The book begins with a suicide and ends with an attempt. Sylvia Plath, the great tragedy of her death - and our dear author, who has mercifully survived, if only to tell us about this torment.

Sandwiched in between these very personal stories is a careful and tender analysis of the myths, beliefs, and possible grasping and contradictory attempts at understanding suicide. The curious contradictions of statistics - suicide rates are highest in post-Soviet countries, South Korea, Japan, and northern Europe - and lowest in Haiti, Latin America, and the Caribbean. Is it solely a factor of weather? Perhaps not - the majority of suicides are in May, and often on Wednesdays.

Next the three categories of suicide - as sacrifice, as way of escaping from physical sickness, as act of despair.

After this, historical attitudes, and suicide as literature. The Ancient classical societies recognized it as sacrifice, perhaps. So did the early Christians, who praised the defiant martyrs. By the Middle Ages, self-death, self-murder, was a grave sin. Dante consigned suicides to the 7th Circle of the Inferno, turned into trees and eaten by Harpies. The Romantics again respected the artists and creators who fell to suicide - The Sorrows of Young Werther spawned copypcats - and the Dadaists worshiped it. Death as an art itself. Radical political groups still do. Sacrifice for the nation, for an idea, a race, a belief.

» Given material
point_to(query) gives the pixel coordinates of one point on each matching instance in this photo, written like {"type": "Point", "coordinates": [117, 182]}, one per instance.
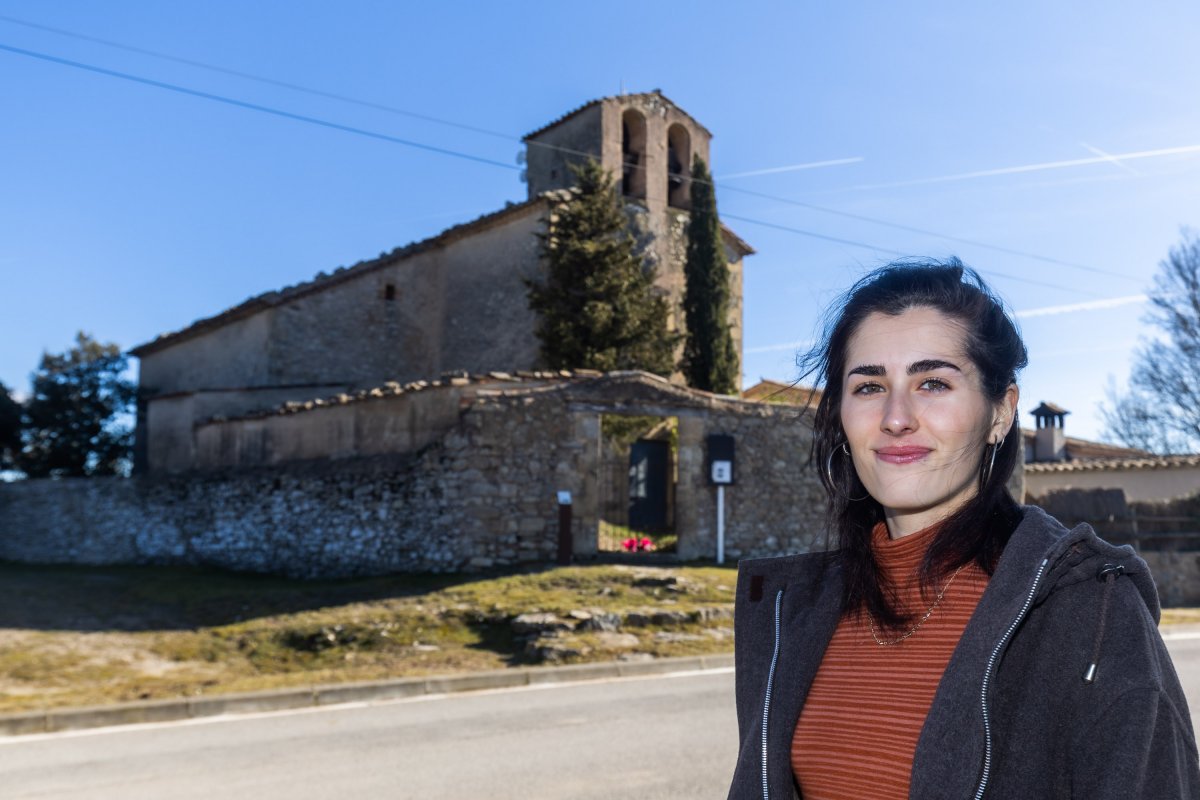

» Problem details
Can you copy out the entire book review at the top of the page, word for word?

» The completed task
The book begins with a suicide and ends with an attempt. Sylvia Plath, the great tragedy of her death - and our dear author, who has mercifully survived, if only to tell us about this torment.

Sandwiched in between these very personal stories is a careful and tender analysis of the myths, beliefs, and possible grasping and contradictory attempts at understanding suicide. The curious contradictions of statistics - suicide rates are highest in post-Soviet countries, South Korea, Japan, and northern Europe - and lowest in Haiti, Latin America, and the Caribbean. Is it solely a factor of weather? Perhaps not - the majority of suicides are in May, and often on Wednesdays.

Next the three categories of suicide - as sacrifice, as way of escaping from physical sickness, as act of despair.

After this, historical attitudes, and suicide as literature. The Ancient classical societies recognized it as sacrifice, perhaps. So did the early Christians, who praised the defiant martyrs. By the Middle Ages, self-death, self-murder, was a grave sin. Dante consigned suicides to the 7th Circle of the Inferno, turned into trees and eaten by Harpies. The Romantics again respected the artists and creators who fell to suicide - The Sorrows of Young Werther spawned copypcats - and the Dadaists worshiped it. Death as an art itself. Radical political groups still do. Sacrifice for the nation, for an idea, a race, a belief.